* start Records shown *

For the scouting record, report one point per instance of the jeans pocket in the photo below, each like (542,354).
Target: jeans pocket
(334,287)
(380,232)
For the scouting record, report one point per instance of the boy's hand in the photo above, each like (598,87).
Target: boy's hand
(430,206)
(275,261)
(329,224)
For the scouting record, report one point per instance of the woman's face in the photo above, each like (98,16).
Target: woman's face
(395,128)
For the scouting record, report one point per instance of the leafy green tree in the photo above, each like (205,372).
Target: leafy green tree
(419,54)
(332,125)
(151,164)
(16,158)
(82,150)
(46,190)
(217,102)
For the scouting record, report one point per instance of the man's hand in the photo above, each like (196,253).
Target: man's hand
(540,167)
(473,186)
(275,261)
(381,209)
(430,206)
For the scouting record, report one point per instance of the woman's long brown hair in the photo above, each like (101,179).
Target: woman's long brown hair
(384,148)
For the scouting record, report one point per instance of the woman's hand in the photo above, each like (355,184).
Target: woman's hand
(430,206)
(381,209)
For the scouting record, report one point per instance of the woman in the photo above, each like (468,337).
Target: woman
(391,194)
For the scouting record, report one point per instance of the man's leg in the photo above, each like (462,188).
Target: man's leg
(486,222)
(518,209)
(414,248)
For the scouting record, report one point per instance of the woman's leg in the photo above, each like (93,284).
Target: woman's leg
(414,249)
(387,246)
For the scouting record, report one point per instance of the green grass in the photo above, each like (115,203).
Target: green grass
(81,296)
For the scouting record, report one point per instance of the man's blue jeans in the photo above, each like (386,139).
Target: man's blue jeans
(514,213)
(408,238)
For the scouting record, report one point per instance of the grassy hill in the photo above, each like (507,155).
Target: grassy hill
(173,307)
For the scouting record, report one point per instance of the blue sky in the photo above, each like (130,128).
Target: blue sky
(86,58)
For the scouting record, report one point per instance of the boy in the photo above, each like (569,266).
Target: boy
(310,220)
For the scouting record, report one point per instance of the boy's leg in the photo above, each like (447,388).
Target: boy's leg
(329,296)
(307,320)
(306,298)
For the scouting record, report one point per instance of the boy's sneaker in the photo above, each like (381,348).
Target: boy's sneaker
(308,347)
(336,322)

* end Records shown *

# What to do
Copy exactly the lines of the listing above, beginning at the line with "each like (93,284)." and ending at its final line; write out nothing else.

# Task answer
For the scouting record, report one point per instance of the woman's leg in the photo above, each like (93,284).
Target: woman's leg
(414,249)
(387,246)
For the scouting record, report one point per instance of the green grass in the photo above, each like (115,203).
Target: green grass
(81,296)
For the scouting record, report one point per instance of the man's blue jeans in the photo above, each like (386,139).
Target: man's blue jeans
(514,213)
(408,238)
For the scouting record, report one point per instance of the grassy hill in the photo above, each like (507,155).
Target: grassy hill
(173,307)
For the scouting record, report one point per instance of the blue sky in the photo above, each like (130,128).
Target: blue sky
(86,58)
For the scouting record, report one point per instance of the boy in the photo above, each like (569,266).
Target: boy
(310,220)
For the scouting record, report one point per instance of the boy's leg in the photo above, each like (447,388).
Target: boy's leg
(329,296)
(307,320)
(306,298)
For the scouting record, report one point per instance of the boy's sneaker in the photo above, each like (381,348).
Target: boy's sneaker
(308,347)
(336,322)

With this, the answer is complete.